> [REQUIRED WORK]
Restate each entry below without changing a word.

BEGIN DATA IN THIS EXERCISE

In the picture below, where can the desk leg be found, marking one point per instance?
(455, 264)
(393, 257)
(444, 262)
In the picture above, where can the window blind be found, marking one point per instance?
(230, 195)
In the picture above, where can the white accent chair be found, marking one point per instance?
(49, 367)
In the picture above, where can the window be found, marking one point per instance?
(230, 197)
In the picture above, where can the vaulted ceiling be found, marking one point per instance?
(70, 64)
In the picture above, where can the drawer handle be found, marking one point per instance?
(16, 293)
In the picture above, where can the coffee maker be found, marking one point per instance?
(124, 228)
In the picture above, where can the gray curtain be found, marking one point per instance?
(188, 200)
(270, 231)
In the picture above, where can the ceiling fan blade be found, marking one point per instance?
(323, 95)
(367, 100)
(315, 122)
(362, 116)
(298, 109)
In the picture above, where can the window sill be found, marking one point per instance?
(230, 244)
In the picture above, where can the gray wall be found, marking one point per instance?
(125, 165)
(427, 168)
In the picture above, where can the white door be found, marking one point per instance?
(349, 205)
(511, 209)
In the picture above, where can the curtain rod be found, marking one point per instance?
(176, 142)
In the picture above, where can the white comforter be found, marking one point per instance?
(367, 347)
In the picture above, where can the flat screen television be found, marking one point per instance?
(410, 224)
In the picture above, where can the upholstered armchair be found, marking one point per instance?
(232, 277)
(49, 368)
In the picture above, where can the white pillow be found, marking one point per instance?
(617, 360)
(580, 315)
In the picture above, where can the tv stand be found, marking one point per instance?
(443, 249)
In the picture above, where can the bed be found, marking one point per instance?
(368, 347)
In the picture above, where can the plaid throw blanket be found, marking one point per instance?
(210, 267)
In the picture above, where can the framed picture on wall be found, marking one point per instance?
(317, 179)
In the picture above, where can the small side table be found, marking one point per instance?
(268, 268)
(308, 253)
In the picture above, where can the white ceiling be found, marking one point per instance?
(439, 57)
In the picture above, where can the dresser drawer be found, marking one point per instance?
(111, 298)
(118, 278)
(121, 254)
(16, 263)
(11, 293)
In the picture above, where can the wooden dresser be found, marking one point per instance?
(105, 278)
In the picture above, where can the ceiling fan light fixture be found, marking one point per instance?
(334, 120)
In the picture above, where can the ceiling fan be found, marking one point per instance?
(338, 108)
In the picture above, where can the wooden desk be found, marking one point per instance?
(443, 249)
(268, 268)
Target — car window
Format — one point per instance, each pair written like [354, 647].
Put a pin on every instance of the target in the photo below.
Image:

END DATA IN THIS EXERCISE

> [RESPONSE TO THE TASK]
In the picture below, where can the desk leg be found, marking one point per instance?
(455, 264)
(393, 257)
(444, 262)
In the picture above, where can the window blind be found, marking one point per instance?
(230, 195)
In the picture above, where can the white accent chair be found, marking one point per instance?
(49, 367)
In the picture above, where can the window be found, marking one point per instance?
(230, 197)
In the picture above, where can the vaulted ceiling be found, marking one point per instance?
(70, 64)
In the picture above, where can the drawer handle be found, marking one point per instance?
(16, 293)
In the picture above, where can the coffee maker be found, marking one point per instance?
(124, 228)
In the picture above, where can the gray curtain be found, marking one point per instance?
(188, 200)
(270, 231)
In the picture above, where can the ceiling fan blade be found, marking one point per instance?
(323, 95)
(367, 100)
(315, 122)
(362, 116)
(298, 109)
In the picture above, where can the window sill be found, marking one point per instance?
(230, 244)
In the picture above, where can the gray wall be found, marking one point per instance?
(125, 165)
(427, 168)
In the picture above, where can the white door be found, marking one point per instance?
(349, 205)
(511, 209)
In the picture above, where can the curtain rod be found, marking one point per instance?
(176, 142)
In the picture above, where can the white comforter be found, marking one point per instance?
(367, 347)
In the picture above, where can the flat screen television be found, marking one point per instance?
(410, 224)
In the picture above, where can the upholstered armchair be found, marking one point per instance?
(232, 277)
(49, 368)
In the picture above, where can the white pillow be found, marking one point per instance?
(617, 360)
(580, 315)
In the picture above, where can the tv stand be found, marking one point per instance?
(443, 249)
In the picture above, where can the bed be found, marking one point per instance?
(368, 347)
In the picture above, where can the plaid throw blanket be found, marking one point per instance?
(210, 267)
In the picture above, where can the framed picture on wall be found, marking one point per instance?
(317, 179)
In the picture above, where can the small side table be found, marking one point per instance?
(268, 268)
(308, 253)
In the picture above, where can the white ceiling be found, marking one point per instance?
(439, 57)
In the picture above, where can the dresser drawer be found, marking one point per instance?
(111, 298)
(118, 278)
(121, 254)
(16, 263)
(11, 293)
In the picture above, where can the wooden dresser be found, marking one point per instance?
(105, 278)
In the picture above, where can the ceiling fan light fixture be found, marking one point per instance?
(334, 120)
In the picture above, where can the ceiling fan be found, marking one point per instance?
(338, 108)
In the picture above, where can the wooden desk be found, marking one point per instance?
(443, 249)
(268, 268)
Target — car window
Format — one point per instance, each pair written like [354, 647].
Put a pin on every instance of the target in the photo below.
Image:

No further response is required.